• [WORK TASK]
Reproduce the data that follows in its entirety, character for character.

• [SUPPLIED MATERIAL]
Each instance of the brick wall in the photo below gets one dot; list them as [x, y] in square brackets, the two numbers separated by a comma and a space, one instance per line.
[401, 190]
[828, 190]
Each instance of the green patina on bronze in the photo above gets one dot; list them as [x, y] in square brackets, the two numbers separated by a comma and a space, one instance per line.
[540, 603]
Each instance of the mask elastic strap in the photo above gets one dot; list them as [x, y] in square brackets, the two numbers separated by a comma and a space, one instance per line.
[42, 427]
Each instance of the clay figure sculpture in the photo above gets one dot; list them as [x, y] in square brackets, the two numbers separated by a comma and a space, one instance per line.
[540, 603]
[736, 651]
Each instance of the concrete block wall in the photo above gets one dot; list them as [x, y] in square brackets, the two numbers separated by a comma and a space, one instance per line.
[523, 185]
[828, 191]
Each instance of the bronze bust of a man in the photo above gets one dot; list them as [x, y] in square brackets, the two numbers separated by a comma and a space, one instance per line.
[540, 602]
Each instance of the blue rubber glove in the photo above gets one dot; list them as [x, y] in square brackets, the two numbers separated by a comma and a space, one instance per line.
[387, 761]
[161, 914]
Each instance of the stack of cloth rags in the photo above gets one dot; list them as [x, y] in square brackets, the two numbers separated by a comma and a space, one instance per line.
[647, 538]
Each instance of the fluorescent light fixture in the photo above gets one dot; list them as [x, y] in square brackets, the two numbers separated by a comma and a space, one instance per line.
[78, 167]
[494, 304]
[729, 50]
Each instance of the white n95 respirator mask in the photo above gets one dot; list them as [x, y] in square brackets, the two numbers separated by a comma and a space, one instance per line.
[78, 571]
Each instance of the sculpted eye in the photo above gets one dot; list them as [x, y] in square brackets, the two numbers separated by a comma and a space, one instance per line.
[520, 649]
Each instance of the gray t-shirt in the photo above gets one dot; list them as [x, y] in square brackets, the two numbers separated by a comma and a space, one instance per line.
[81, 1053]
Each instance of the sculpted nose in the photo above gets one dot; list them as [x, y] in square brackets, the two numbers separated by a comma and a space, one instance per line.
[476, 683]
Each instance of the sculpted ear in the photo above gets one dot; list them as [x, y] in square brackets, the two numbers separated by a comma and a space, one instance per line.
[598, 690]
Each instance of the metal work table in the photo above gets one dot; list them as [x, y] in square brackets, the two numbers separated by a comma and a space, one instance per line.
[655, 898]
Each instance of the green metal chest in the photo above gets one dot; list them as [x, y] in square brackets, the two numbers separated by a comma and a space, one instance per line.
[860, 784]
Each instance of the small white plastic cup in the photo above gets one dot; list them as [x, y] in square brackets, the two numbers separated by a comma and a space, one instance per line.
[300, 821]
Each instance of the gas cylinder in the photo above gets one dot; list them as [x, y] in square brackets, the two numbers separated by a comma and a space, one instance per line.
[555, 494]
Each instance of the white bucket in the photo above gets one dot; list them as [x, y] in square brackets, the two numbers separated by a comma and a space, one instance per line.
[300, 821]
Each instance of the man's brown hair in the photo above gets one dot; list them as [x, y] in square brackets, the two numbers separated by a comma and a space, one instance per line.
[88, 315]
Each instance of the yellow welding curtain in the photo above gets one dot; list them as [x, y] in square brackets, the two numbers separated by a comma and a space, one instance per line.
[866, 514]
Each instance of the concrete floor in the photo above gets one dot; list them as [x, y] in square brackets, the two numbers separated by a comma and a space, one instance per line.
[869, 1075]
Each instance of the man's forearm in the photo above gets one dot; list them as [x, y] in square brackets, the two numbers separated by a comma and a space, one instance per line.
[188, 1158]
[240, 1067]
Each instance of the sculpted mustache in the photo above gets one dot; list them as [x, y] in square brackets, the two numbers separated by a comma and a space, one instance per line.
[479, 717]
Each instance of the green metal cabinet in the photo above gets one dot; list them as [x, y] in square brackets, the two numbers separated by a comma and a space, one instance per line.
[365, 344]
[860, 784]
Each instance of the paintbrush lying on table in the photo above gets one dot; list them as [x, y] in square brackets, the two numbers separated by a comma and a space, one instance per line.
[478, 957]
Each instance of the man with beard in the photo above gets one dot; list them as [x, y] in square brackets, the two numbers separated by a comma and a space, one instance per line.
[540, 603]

• [OUTPUT BELOW]
Each instance of the brick wall in the photo below gets one dot; list them as [x, y] in square brackets, the two numbers separated by a comma and a space, one instance per line.
[401, 190]
[828, 190]
Each instance of the green patina on bronze in the photo above gets one dot; list them as [x, y] in square brackets, the two numbers separated by a comma and a space, one instance per line.
[540, 603]
Each instance of the mask elastic strap in the photo above gets one dot; list them as [x, y] in square brackets, the two numbers separated by a comma and a space, one instance per line.
[42, 427]
Each instance of the clay figure sculpture in the photo above gets one dot; list them as [x, y] in square brackets, the two numbers separated by a comma and a space, one instance per line.
[540, 603]
[736, 651]
Each instance of the concrete block wall in the photo above gets one dot; list them as [x, y] in square brackets, the two numbers separated by a comma and a space, one instance per line.
[523, 185]
[828, 191]
Each instance of the bronze bust of a man in the photo above gets one dot; list them as [x, y] in square brackets, the two numbers separated by a comma and a space, one instance per line.
[540, 602]
Each instance of the blue rubber glove in the photo above gets one dot; list them as [x, y] in square brackets, the two numbers separated by a comma and a space, one instance per line.
[387, 761]
[161, 914]
Each instance of the stack of cloth rags in the photo above gets one dot; list them as [x, y] in square brackets, the two numbers separated by a comma and a space, one instance per line.
[647, 538]
Each instance of the fluorescent light fixture in the photo above gets one dot; list them as [x, y] in square brackets, the two numbers separated by a comma and a space, one instance per line.
[78, 167]
[494, 304]
[729, 50]
Each instance of the white n95 respirator mask in the photo above gets one dot; list them as [x, y] in square brackets, the two numbers separated by a comma and a space, one instance per line.
[78, 571]
Each instance of the sculpted eye in the photo above gets one dot; list them as [x, y] in square brackets, the two numbers separated by a comma and a space, one instance per line.
[520, 649]
Each instance of the gray t-shirt in the photo above gets one dot; list them as [x, y] in square brackets, the two numbers separated by a comma and a space, one instance per line.
[81, 1053]
Each instance of the sculpted nose in the photo above gets one dot; list them as [x, y] in square brackets, the two numbers separated by a comma and a space, one instance per line.
[476, 683]
Each instance of the sculpted ear in the photo above gets one dot; list them as [x, y] in square brackets, the two numbers separated by a comma and a space, one instance per line.
[598, 690]
Each instance of the metal work table in the photo above gets one dot; list them as [x, y] in square brackets, the two numbers separated by a comma and a space, one instance per line.
[655, 898]
Each instance of the green metal chest in the photo above gets one dot; list them as [x, y] in square brackets, the two numbers separated by a comma and a space, one instance per line.
[860, 784]
Each instance of the small white plastic cup in the photo above gets one dot; list them as [x, y] in square brackets, the two numbers separated by a comma and a space, one instance per line.
[300, 821]
Each instance of the gas cylinder in the photo above gets one dot; list them as [x, y] in square brackets, the two numbers separated by a comma and a space, one instance per line.
[555, 494]
Each instance of the white bucket in the photo above gets one dot; list them as [x, y] in square brackets, the two numbers separated by a comma and a space, one instance per line.
[300, 821]
Each instance of the man's brown hair in the photo above gets one dot; list them as [x, y] in square brackets, the two numbers separated by a comma and a space, one instance per line.
[88, 315]
Each instance of the yellow welding curtain in the photo above gets one dot; list them as [x, y] in square brackets, the two numbers separated by a comma and a space, one instance per line.
[866, 514]
Each instance of the concrete floor in the photo above gets one dot; list them as [x, y] in square brackets, the two numbers separated by a comma and a space, one instance per line.
[869, 1075]
Each instance of the man's forearm in the photo above gets one dot; list them as [x, y] in square brackets, the two numbers separated by a comma and a space, one instance per line.
[188, 1158]
[240, 1067]
Each instance of the sculpted mustache in the photo above gets one dot; list them as [x, y] in square brackets, the two numbers separated by a comma and a space, one instance per line.
[479, 717]
Each instance of the green metal cabinet in the photo above gets one dot; list them as [x, y] in square brackets, the two numbers separated by a comma and a space, one instance per line.
[365, 344]
[860, 784]
Each instance of the paintbrush lying on table in the photo above gets one dot; list them as [x, y] in square brackets, the two numbers separated by a comma and a space, one instance per line.
[478, 957]
Each instance of the man with beard in the photo above gets one dot; list them as [x, y] in square brackets, the two numbers separated by a comma and a space, one instance per line.
[540, 603]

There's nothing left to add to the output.